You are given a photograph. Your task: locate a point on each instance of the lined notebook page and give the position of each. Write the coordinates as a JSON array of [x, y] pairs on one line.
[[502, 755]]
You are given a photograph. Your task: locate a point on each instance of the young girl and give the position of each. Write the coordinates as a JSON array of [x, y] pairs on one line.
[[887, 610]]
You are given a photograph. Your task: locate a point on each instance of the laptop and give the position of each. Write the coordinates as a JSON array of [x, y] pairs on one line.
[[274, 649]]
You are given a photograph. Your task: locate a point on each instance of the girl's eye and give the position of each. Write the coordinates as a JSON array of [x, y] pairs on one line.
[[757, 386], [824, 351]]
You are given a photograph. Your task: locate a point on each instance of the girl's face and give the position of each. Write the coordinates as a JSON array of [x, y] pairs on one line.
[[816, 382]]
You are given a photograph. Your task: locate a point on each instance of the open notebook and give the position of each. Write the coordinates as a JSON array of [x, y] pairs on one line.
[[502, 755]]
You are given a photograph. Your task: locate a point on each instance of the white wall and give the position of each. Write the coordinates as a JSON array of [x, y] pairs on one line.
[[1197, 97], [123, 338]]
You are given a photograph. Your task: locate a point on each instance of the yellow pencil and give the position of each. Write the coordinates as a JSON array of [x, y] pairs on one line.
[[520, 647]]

──────

# Exercise aim:
Rewrite every line of the material, starting at the line containing "of the yellow" and ending at the end of the material, scaling each coordinate in the answers by 1.85 and rounding to whole numbers, with halves rounded up. Provide only those lines.

# The reply:
You are given a photograph. Your task: locate a point on each instance of the yellow pencil and give the position of each. Write the coordinates as a JSON array of [x, y] pairs on one line.
[[962, 1197]]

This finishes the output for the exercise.